● TASK TO COMPLETE: Report the count of lines with "sweater" in the data below, and no other words.

● DATA TO PROCESS:
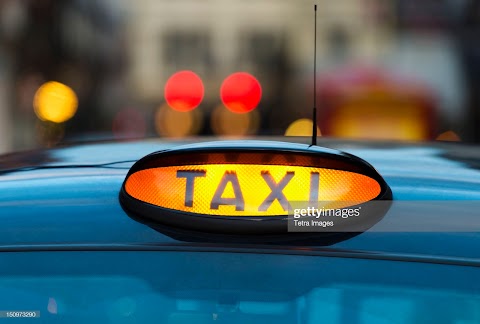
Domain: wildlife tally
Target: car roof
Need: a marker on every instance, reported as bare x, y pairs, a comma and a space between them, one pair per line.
68, 196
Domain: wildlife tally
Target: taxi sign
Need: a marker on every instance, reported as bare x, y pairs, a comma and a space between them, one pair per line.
246, 187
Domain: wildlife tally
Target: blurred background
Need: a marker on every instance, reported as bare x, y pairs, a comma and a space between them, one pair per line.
78, 70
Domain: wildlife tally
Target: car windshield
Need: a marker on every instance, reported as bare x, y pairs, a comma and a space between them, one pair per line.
79, 70
209, 287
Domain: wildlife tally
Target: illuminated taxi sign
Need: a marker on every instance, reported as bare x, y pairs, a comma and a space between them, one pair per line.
245, 188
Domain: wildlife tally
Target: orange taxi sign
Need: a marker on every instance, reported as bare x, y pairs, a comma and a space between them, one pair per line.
244, 187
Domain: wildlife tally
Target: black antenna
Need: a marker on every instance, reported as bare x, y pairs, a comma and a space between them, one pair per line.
314, 128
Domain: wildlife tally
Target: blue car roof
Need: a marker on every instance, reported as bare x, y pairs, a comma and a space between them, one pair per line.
69, 196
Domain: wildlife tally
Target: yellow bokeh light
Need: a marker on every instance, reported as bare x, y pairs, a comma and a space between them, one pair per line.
55, 102
301, 127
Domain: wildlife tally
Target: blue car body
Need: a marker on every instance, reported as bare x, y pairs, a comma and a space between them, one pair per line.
60, 217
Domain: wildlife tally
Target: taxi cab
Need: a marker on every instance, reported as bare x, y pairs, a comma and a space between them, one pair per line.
215, 231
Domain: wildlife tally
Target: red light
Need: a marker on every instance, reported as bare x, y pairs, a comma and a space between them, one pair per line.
241, 92
184, 91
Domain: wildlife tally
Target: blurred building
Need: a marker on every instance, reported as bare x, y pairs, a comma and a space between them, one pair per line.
273, 40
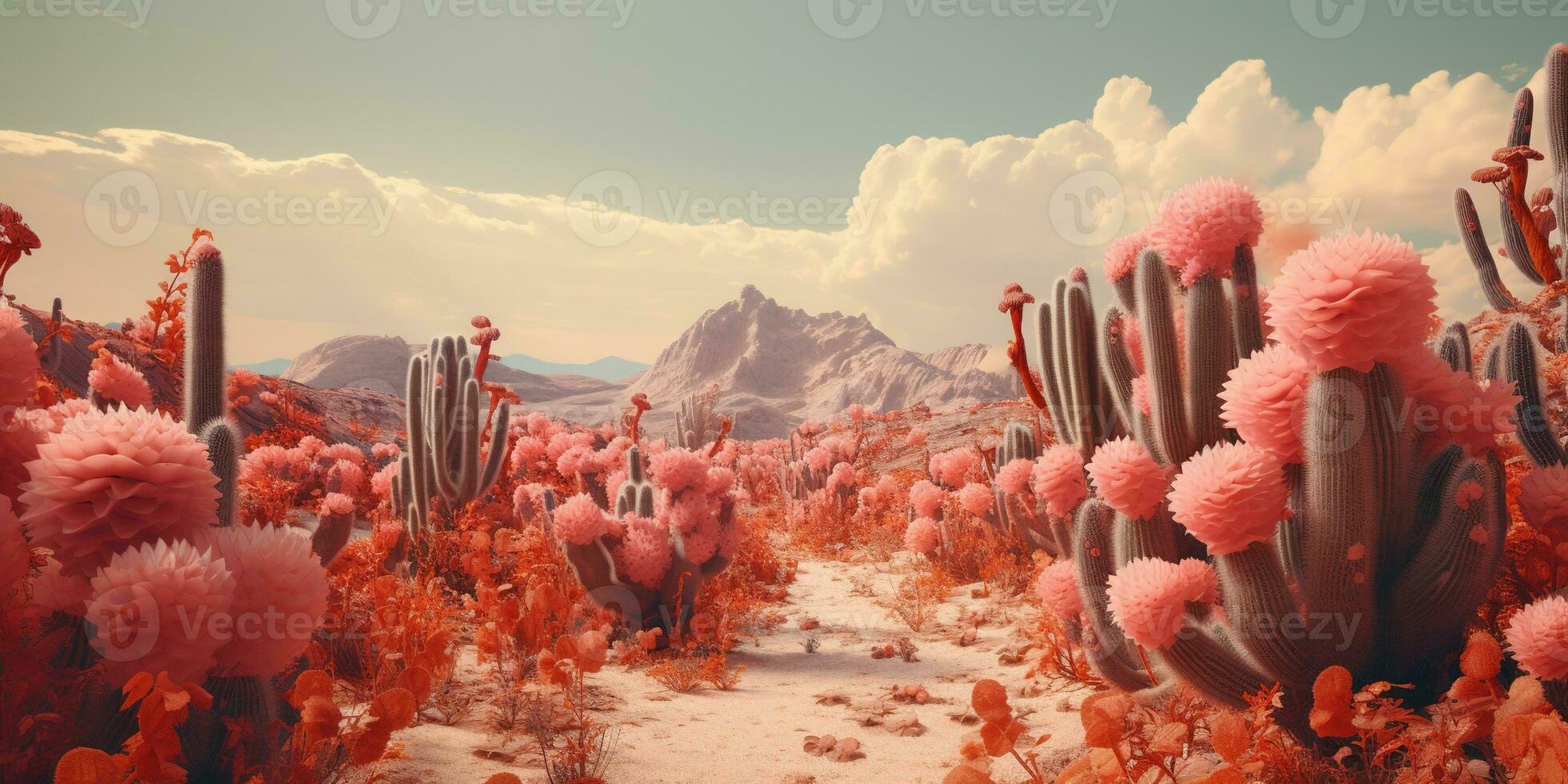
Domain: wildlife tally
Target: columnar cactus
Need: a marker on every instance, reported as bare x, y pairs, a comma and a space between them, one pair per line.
446, 430
207, 375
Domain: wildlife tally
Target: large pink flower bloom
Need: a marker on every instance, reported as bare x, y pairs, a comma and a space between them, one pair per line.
1126, 475
1230, 496
16, 557
643, 554
160, 607
1264, 400
279, 596
921, 535
1202, 225
1543, 499
1352, 300
1058, 590
579, 521
1058, 478
114, 480
1538, 637
18, 359
1122, 254
1150, 598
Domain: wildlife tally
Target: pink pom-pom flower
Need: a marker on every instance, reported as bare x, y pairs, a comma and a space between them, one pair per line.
1122, 254
1538, 637
921, 537
579, 521
976, 499
18, 359
117, 382
114, 480
1058, 590
1352, 300
643, 554
1230, 496
1202, 225
1058, 478
1126, 475
1262, 400
1543, 499
1150, 598
158, 607
279, 594
926, 499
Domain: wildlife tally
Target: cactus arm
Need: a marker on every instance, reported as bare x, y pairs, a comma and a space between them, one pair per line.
1161, 358
1341, 513
1244, 297
1095, 565
1261, 614
1558, 132
1045, 322
1454, 347
1522, 367
1210, 358
223, 449
1498, 294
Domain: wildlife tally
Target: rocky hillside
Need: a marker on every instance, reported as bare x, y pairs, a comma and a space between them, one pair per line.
778, 366
382, 364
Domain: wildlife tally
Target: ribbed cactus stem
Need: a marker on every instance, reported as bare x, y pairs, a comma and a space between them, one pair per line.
1213, 666
1246, 303
1498, 294
1151, 537
1520, 366
1095, 560
206, 372
1210, 358
1454, 347
1512, 235
57, 317
1450, 571
1558, 132
1046, 328
1161, 358
1264, 615
1118, 366
223, 449
1339, 501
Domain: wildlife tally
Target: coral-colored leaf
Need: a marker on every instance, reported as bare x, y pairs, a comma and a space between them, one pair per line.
1332, 712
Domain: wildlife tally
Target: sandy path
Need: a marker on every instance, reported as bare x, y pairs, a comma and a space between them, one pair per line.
754, 731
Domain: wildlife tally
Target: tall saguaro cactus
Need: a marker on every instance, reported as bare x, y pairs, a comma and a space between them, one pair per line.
446, 433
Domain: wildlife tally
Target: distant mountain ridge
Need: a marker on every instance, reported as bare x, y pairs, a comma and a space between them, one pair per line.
606, 369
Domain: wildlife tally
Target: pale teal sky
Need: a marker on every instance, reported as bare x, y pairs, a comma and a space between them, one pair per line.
720, 98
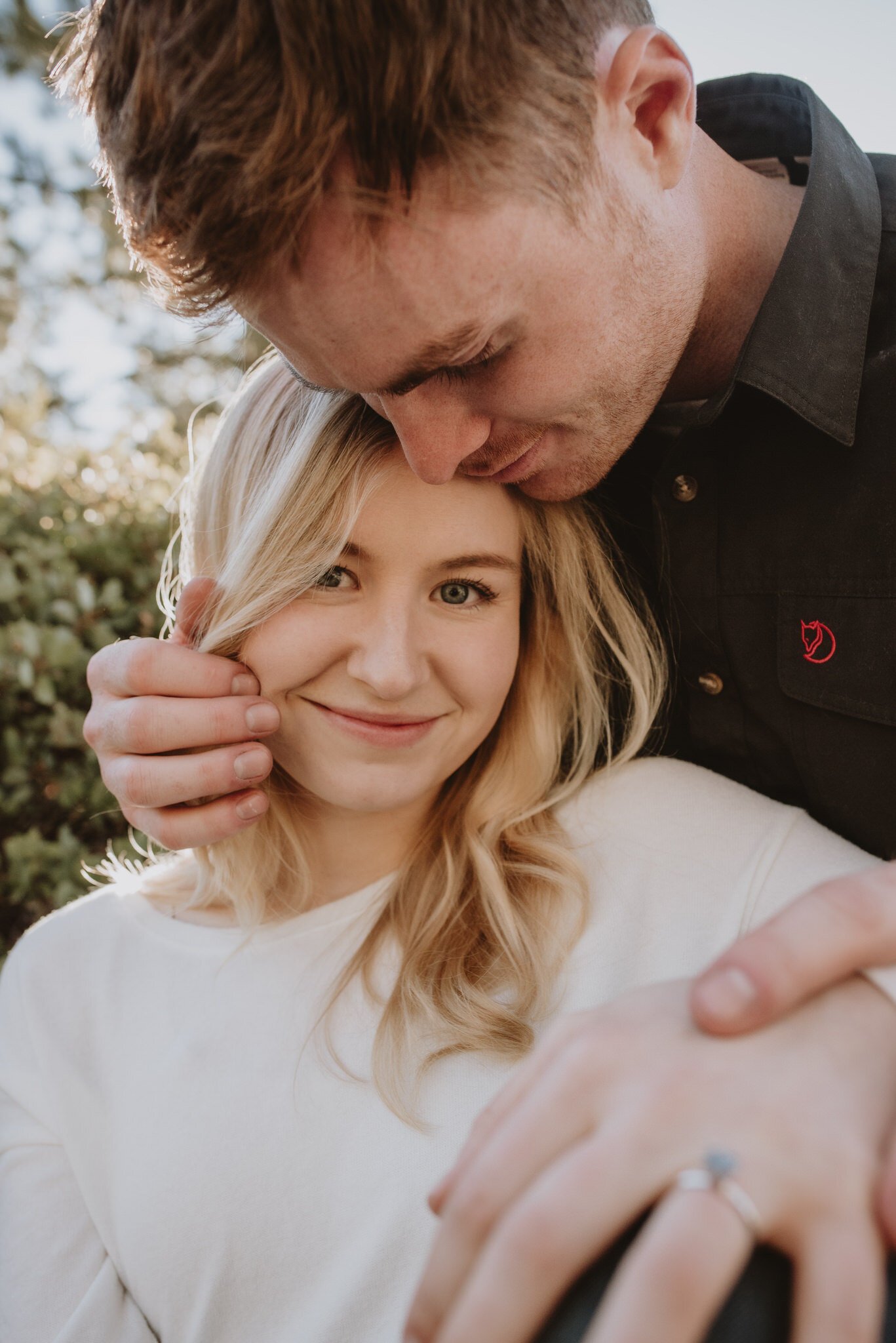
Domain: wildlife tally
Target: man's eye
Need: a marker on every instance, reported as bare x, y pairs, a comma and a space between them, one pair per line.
334, 578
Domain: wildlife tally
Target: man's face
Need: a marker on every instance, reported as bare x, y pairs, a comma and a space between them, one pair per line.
496, 336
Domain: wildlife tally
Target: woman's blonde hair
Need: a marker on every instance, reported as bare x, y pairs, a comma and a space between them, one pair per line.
488, 903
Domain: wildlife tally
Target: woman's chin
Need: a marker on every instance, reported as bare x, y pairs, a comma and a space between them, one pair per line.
368, 795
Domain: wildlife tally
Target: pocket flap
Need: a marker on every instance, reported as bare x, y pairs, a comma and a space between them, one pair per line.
840, 653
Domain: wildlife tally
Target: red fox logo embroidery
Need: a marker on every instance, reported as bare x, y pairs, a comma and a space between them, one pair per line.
819, 641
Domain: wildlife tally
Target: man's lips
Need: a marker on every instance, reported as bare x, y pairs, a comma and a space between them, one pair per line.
516, 470
383, 730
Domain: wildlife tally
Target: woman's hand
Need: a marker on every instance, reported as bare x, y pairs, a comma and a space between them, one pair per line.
821, 939
152, 700
594, 1129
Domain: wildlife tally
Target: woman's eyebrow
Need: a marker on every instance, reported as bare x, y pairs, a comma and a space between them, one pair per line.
478, 561
484, 561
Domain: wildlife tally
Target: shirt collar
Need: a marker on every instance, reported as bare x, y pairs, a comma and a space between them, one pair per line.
808, 344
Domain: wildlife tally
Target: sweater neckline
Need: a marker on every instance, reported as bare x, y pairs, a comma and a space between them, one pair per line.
344, 910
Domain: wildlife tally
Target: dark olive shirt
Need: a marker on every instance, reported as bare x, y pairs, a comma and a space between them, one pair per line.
764, 523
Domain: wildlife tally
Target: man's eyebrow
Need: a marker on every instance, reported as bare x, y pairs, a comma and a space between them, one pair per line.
431, 359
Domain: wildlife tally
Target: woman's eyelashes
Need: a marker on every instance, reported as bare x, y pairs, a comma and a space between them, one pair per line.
457, 593
336, 578
461, 593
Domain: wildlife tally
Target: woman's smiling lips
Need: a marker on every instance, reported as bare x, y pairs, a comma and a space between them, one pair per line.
379, 730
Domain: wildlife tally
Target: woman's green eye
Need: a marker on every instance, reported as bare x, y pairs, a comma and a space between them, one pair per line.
456, 594
334, 578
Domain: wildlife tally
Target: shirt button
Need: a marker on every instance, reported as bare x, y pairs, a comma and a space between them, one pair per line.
684, 488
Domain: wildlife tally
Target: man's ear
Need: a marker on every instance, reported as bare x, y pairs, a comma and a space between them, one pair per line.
646, 89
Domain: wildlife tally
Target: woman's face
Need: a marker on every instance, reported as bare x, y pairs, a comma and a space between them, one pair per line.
393, 670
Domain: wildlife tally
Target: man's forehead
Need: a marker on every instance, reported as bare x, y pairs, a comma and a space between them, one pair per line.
366, 310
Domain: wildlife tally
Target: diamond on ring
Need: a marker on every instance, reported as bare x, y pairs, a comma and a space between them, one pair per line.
715, 1176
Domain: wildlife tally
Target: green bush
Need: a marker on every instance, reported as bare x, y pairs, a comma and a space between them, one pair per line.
73, 578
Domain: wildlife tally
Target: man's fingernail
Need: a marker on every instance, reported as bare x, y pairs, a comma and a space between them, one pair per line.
245, 684
252, 765
727, 994
262, 717
252, 806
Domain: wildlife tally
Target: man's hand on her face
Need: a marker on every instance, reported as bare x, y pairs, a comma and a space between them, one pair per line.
821, 939
153, 700
594, 1129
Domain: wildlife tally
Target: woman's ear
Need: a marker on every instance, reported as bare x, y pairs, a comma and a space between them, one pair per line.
646, 90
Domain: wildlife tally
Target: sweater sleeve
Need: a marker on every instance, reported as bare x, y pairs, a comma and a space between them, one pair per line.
57, 1280
808, 856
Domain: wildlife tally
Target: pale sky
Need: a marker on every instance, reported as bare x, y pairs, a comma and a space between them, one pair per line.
844, 49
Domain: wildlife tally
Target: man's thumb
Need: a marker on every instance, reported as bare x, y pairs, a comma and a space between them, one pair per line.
191, 606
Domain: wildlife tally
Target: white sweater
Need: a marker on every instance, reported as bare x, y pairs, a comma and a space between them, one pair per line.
174, 1166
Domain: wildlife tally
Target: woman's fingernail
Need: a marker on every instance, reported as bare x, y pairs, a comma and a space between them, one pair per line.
252, 765
245, 684
727, 994
250, 807
262, 717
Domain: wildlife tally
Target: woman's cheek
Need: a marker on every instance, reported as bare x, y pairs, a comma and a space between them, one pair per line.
484, 668
293, 648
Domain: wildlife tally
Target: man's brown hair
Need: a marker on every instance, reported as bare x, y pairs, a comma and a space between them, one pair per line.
220, 121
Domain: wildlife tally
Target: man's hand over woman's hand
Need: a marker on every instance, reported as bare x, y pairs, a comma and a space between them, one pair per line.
594, 1129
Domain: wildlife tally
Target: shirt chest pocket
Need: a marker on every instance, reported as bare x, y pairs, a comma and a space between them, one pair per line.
838, 653
837, 669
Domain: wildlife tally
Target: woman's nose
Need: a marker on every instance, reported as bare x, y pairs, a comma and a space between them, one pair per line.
387, 654
437, 430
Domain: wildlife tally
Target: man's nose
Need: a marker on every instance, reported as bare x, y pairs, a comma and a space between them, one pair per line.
387, 653
437, 430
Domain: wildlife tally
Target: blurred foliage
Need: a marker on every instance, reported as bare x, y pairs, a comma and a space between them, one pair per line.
97, 386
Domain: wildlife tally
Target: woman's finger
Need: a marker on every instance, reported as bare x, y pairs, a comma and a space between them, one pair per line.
887, 1194
841, 1283
153, 724
156, 666
546, 1121
191, 606
155, 782
190, 828
829, 934
573, 1212
526, 1077
677, 1275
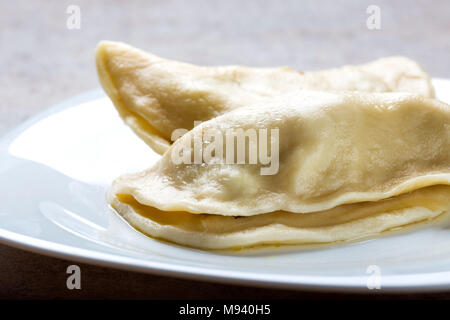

● RESULT BELOW: 3